◆ Directions
1. In the character's complaint, what does Neil do for a living?
2. Copy the part of the character's complaint that opens with the words "I’ll have to" and closes with "a goody too.".

◆ Excerpted passage
○ ○ ○ ○

I am not at all happy with the way you’ve written my character. I’m so boring. Could you make me a little less “middle class housewife” ish please? This is such a dull stereotype. I can’t be very much fun for you to write either; but you will leave me in this existence long after you have finished writing even the final draft and sent me out into the world.

I’ll have to live this dull existence for all eternity. Please give me a more interesting aspect to my personality. Let me break out of the housewife (divorced) mould and LIVE. Perhaps I’m a secret serial killer, and I don’t mean cereal! Maybe I have some other secret vice. At the moment, the only interesting thing which happens to me happens in my dreams: I get bitten by a variation of vampires according to who I’m pissed off with that evening. There, make me use bad language sometimes, I can bloody well do it. Even Neil, a musician, doesn’t swear or smoke dope. He’s too much of a goody too.

Consider your poor readers! Do you honestly think they’ll plough through this boring story full of boring people? Or, having read a few pages, toss it aside for something more rivetting? That’s right, they’ll toss it aside. If they can be bothered, the reviews on SmashWords/Amazon will go something like:

“I’m glad this book was free, it was so boring that I couldn’t finish it. Life is too short to read bad books. I won’t be bothering with this author again.”

Yep, that’s what they’ll be saying.

So make me and my friends more interesting. Give us good bits and bad bits. Give us enemies and fears, secret vices and humour. And for goodness sake liven up the story. My ‘illness’ is going to clear up soon but you’ve only written 32k words! Yes, yes, I know you have to make me well enough to do all the things which occur later, but bring in another conflict before you end the health arc. Perhaps my damn ex gets in touch BEFORE the hospital appointment takes place?

○ ○ ○ ○

◆ Given records
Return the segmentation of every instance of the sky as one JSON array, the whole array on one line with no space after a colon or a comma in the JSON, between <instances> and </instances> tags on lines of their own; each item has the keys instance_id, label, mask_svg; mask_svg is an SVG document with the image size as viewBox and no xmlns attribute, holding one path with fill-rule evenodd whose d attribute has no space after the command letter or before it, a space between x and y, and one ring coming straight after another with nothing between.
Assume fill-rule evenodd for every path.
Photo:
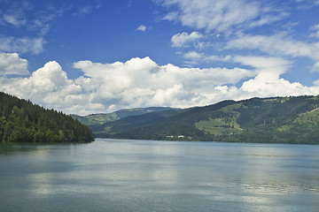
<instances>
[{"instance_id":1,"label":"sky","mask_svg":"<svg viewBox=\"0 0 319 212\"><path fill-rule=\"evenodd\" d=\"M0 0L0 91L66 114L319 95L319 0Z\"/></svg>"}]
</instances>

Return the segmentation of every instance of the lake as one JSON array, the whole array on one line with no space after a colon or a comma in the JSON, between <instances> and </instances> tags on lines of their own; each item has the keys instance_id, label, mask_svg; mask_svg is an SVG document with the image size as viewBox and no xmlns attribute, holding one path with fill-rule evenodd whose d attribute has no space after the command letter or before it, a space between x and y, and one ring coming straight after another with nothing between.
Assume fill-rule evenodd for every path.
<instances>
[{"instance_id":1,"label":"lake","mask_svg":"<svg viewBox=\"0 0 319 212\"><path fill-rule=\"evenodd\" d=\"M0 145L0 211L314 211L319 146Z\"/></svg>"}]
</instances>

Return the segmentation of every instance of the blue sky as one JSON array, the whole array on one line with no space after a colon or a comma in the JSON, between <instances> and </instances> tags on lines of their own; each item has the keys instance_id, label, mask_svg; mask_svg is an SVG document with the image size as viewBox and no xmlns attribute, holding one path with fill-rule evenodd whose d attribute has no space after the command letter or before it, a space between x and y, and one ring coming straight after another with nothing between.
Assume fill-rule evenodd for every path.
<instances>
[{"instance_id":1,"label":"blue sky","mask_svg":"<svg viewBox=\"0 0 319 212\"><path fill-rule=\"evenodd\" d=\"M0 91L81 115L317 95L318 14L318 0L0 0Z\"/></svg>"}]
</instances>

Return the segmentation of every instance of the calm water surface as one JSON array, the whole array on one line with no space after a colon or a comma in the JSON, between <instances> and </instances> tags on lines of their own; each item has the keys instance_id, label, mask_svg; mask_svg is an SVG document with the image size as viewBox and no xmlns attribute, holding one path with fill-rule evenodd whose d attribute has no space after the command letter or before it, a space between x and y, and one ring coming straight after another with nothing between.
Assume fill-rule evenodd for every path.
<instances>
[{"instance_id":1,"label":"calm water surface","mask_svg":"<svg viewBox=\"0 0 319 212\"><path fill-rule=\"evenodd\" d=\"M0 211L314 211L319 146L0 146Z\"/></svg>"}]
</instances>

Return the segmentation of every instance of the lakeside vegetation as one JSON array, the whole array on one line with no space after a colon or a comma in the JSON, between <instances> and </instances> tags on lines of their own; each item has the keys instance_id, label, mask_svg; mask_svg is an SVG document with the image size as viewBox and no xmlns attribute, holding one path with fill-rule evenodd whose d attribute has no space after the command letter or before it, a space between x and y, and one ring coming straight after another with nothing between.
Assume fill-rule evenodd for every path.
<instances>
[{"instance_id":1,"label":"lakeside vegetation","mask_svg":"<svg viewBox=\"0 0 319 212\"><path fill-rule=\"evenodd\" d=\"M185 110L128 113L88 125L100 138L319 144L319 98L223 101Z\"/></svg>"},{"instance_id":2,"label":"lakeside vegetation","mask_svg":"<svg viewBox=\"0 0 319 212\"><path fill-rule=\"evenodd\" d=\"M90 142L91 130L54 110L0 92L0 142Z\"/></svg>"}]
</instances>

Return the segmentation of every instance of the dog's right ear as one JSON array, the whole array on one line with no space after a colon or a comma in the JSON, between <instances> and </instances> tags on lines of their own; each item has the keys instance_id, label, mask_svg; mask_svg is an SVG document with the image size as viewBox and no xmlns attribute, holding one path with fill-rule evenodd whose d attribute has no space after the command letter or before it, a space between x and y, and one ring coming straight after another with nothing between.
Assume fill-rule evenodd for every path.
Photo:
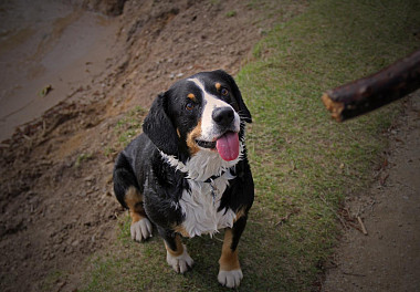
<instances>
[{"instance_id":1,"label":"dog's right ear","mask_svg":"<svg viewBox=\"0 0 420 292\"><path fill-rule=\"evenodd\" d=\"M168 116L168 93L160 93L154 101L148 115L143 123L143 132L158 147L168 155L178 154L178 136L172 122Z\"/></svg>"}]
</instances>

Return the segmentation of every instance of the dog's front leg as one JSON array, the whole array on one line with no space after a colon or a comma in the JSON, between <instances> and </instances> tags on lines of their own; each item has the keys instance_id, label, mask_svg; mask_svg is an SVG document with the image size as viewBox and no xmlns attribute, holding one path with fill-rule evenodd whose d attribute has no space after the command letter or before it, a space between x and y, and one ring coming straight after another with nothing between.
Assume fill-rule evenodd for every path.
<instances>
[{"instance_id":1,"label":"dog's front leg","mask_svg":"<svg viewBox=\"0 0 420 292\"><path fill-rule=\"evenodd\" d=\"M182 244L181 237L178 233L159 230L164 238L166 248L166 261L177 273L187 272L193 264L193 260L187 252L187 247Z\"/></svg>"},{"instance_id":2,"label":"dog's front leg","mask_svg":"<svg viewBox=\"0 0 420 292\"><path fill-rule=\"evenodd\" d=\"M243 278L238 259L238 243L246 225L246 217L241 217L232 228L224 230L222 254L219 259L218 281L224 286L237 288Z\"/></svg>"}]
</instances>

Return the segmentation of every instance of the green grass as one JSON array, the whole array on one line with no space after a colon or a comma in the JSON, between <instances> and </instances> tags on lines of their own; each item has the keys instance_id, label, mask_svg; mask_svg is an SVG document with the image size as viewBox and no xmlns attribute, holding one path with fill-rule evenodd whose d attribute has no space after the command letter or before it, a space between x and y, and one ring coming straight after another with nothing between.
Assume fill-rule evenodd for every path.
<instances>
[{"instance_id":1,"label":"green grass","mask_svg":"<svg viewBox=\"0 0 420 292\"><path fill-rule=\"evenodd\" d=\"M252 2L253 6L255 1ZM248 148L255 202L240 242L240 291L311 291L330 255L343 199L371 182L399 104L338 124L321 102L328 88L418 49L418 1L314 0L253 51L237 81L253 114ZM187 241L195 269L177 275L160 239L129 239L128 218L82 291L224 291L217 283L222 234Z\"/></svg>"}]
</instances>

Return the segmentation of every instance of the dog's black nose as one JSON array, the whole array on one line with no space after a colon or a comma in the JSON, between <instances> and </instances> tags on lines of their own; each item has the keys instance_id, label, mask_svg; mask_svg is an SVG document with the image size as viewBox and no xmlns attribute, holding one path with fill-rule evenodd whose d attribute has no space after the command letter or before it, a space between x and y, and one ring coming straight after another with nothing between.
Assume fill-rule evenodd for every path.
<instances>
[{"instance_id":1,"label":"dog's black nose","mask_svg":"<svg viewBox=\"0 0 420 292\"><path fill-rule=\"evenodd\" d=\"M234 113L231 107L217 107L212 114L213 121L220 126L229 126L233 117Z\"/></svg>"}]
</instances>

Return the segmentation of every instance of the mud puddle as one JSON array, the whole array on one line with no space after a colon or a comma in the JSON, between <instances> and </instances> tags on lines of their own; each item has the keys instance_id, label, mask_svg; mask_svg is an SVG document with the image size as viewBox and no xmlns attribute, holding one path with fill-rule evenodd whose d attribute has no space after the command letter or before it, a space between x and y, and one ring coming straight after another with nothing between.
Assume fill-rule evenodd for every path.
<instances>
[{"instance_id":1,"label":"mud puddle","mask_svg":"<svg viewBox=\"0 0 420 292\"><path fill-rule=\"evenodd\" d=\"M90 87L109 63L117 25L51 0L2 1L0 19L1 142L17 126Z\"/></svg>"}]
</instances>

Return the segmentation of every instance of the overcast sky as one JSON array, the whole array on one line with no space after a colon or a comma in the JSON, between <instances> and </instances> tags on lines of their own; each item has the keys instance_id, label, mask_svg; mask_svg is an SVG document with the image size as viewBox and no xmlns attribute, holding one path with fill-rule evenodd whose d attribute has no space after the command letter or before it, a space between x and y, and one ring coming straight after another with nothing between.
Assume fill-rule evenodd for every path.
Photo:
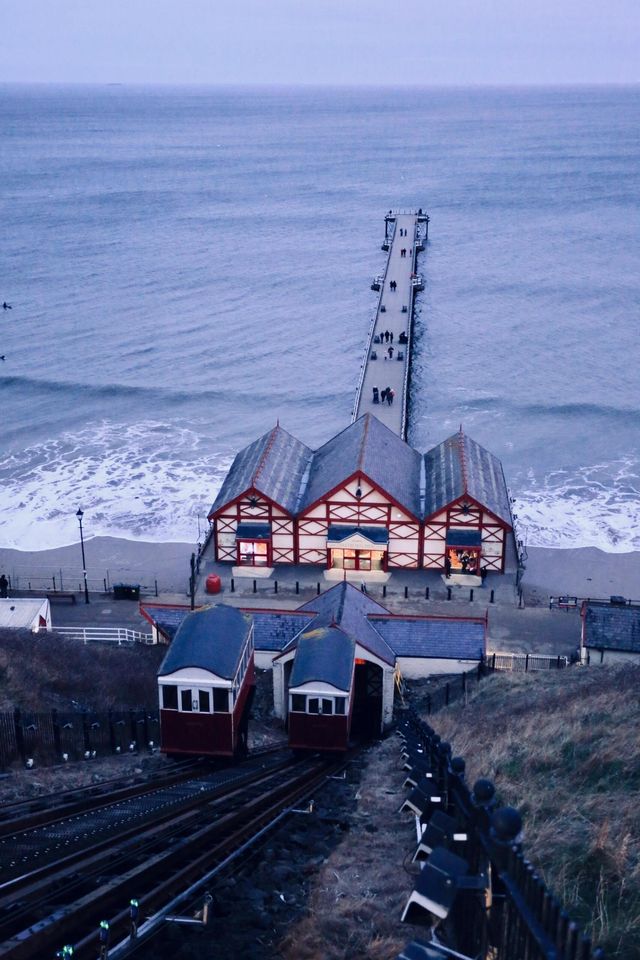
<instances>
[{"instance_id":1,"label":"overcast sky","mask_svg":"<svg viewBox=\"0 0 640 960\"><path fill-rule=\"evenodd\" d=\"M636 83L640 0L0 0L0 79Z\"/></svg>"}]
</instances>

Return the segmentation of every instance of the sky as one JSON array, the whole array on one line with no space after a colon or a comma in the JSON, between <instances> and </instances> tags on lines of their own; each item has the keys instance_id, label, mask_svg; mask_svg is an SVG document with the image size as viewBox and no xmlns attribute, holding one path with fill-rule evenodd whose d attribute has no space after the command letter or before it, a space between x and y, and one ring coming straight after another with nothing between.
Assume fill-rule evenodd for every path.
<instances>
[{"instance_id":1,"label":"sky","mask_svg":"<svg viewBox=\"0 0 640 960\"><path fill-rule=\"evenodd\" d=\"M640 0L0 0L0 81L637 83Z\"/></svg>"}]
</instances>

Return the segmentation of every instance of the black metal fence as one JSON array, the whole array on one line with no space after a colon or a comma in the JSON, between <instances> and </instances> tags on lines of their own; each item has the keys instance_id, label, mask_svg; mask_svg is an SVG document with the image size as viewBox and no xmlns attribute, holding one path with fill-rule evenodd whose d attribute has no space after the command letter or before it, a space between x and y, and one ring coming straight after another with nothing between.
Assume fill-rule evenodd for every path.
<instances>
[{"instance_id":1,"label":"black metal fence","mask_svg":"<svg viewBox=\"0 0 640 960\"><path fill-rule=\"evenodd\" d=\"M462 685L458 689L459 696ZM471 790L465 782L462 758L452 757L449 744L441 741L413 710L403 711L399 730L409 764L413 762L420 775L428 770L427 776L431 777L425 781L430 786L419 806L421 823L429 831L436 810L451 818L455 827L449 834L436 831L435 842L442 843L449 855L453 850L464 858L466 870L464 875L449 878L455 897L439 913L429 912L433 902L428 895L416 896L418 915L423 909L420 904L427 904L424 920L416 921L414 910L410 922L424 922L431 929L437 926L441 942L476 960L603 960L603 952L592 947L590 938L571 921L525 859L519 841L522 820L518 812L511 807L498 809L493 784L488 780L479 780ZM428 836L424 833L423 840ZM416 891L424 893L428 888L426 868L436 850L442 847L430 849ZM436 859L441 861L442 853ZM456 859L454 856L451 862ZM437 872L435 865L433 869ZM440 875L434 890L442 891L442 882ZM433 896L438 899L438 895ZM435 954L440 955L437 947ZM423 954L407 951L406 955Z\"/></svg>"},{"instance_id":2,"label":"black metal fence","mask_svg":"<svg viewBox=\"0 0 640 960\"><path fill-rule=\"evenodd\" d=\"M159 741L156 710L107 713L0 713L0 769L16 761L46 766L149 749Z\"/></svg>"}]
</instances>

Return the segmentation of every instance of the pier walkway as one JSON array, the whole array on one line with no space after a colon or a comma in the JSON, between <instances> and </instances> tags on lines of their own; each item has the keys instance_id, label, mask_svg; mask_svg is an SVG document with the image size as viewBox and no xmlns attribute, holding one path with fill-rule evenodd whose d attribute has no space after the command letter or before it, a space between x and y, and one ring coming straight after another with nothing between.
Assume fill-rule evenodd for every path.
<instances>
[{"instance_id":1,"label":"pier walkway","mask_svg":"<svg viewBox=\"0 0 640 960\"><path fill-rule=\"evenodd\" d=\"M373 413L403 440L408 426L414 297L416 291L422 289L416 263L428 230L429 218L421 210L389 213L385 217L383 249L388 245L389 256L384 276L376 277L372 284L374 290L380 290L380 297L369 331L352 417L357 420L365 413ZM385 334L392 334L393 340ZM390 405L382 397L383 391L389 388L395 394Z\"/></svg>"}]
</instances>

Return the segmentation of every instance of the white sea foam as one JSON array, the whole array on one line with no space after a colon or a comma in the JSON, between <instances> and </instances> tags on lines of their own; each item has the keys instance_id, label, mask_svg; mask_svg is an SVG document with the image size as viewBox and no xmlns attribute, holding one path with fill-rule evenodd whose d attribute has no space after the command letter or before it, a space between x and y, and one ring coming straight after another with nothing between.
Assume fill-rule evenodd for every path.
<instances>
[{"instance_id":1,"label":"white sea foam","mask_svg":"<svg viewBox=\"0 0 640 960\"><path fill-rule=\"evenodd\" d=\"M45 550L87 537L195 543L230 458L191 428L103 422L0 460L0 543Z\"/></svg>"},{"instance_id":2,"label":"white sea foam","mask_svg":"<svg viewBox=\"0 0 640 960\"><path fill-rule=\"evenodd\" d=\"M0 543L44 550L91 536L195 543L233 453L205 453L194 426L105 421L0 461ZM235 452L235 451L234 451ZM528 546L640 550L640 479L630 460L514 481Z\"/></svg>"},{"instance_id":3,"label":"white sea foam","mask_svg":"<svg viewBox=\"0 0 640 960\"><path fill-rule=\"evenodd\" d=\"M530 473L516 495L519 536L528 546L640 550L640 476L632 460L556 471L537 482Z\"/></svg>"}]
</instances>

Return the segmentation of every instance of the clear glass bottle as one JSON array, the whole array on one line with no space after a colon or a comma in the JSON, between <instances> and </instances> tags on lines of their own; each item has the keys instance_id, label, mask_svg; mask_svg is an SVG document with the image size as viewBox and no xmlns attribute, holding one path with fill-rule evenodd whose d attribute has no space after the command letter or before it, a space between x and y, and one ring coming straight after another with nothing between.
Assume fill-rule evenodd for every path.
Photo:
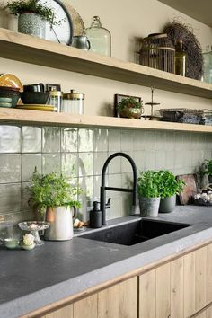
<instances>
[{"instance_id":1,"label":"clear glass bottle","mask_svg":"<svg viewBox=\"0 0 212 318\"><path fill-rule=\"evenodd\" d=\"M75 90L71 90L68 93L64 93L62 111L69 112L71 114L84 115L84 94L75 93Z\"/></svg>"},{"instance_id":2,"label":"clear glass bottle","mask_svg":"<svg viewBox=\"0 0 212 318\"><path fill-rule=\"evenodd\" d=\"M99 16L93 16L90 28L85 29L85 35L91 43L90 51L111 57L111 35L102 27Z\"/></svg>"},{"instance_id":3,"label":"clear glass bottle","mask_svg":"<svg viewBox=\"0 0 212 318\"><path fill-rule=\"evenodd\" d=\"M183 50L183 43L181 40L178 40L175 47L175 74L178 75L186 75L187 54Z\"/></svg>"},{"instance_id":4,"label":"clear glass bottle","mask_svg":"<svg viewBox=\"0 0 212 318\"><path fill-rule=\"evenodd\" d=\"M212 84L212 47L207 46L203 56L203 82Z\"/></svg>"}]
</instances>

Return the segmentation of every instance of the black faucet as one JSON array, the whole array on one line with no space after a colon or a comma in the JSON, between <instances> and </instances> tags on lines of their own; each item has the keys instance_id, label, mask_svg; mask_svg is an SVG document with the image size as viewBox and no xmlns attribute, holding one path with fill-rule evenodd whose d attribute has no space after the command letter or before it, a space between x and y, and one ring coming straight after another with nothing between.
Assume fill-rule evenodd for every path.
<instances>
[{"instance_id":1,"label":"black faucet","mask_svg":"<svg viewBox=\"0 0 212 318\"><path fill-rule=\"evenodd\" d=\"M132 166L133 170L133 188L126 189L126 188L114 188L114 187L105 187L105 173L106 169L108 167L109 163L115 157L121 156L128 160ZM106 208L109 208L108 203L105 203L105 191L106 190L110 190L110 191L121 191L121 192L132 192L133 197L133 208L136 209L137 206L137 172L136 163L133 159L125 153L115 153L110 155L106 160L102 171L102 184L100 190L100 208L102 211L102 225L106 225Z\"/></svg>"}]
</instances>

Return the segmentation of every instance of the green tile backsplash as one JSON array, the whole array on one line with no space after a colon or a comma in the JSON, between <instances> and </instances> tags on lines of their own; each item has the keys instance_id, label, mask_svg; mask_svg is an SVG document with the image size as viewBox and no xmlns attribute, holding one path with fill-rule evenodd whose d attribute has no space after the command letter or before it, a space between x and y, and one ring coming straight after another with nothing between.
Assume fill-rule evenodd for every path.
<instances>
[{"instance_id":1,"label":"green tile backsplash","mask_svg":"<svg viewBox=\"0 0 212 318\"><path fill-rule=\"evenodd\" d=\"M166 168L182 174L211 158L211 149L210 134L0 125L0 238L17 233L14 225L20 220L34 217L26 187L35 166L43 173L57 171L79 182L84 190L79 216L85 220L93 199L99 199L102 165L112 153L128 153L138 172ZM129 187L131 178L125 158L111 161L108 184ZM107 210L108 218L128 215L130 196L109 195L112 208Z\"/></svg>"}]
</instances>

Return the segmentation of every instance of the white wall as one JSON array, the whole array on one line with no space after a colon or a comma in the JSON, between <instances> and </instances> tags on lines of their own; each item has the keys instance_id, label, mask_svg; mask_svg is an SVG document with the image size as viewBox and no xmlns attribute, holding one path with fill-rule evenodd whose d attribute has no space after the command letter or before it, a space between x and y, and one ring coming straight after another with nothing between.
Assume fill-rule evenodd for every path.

○ ○ ○ ○

◆ Task-by-task answers
1. He is a musician.

2.
I’ll have to live this dull existence for all eternity. Please give me a more interesting aspect to my personality. Let me break out of the housewife (divorced) mould and LIVE. Perhaps I’m a secret serial killer, and I don’t mean cereal! Maybe I have some other secret vice. At the moment, the only interesting thing which happens to me happens in my dreams: I get bitten by a variation of vampires according to who I’m pissed off with that evening. There, make me use bad language sometimes, I can bloody well do it. Even Neil, a musician, doesn’t swear or smoke dope. He’s too much of a goody too.